## [Task statement]
Where the string "ceramic" occurs in a line of the data below, that line should be copied.

## [Extracted records]
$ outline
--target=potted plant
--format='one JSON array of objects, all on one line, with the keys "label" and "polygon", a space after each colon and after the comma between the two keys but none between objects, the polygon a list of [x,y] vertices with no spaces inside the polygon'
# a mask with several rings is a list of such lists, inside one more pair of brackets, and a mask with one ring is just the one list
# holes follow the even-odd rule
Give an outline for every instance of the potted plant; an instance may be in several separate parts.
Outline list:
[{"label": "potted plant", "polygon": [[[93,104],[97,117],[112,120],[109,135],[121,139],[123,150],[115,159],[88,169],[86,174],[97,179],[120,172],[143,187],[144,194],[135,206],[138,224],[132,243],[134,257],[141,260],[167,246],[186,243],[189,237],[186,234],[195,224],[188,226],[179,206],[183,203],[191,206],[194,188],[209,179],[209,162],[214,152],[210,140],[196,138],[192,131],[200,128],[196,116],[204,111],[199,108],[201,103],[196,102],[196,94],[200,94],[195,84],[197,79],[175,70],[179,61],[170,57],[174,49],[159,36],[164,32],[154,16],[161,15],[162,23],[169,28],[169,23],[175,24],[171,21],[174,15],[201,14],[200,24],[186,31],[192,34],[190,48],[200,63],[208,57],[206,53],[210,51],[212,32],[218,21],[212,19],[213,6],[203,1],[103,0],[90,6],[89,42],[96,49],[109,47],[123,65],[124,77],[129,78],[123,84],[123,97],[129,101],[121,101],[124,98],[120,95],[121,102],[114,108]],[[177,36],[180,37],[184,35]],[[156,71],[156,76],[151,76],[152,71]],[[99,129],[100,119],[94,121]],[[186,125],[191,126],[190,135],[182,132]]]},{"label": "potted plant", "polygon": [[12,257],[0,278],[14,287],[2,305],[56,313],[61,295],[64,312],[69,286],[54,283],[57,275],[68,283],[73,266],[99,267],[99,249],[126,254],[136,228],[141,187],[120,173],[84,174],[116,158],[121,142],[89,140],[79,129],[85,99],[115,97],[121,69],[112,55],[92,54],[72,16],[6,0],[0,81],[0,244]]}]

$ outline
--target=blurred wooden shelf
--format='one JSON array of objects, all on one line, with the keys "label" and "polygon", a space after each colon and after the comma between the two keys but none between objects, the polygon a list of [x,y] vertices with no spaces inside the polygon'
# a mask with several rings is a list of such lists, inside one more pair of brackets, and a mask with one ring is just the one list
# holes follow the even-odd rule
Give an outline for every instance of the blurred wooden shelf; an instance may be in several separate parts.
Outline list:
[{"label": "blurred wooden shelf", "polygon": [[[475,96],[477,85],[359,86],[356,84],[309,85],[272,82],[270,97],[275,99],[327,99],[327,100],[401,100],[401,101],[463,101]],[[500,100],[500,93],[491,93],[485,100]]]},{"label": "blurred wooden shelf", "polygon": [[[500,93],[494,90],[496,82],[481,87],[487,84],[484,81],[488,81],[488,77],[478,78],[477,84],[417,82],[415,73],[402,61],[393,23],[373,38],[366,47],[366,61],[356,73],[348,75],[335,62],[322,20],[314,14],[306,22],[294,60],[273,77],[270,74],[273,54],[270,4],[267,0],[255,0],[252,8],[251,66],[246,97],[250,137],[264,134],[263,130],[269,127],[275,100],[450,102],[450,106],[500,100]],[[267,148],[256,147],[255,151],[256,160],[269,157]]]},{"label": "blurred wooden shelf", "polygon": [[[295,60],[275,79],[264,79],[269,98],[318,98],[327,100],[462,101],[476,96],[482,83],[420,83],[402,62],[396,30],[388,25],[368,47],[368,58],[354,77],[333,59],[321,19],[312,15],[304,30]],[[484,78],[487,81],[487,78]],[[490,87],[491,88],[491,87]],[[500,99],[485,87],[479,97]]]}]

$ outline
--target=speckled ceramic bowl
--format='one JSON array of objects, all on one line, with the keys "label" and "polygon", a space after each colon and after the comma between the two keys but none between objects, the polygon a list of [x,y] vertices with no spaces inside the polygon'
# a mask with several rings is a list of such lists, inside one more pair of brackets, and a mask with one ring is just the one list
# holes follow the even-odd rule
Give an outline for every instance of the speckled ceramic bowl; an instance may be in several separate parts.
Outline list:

## [Response below]
--target=speckled ceramic bowl
Give an outline for every instance of the speckled ceramic bowl; an instance may be in several separate parts.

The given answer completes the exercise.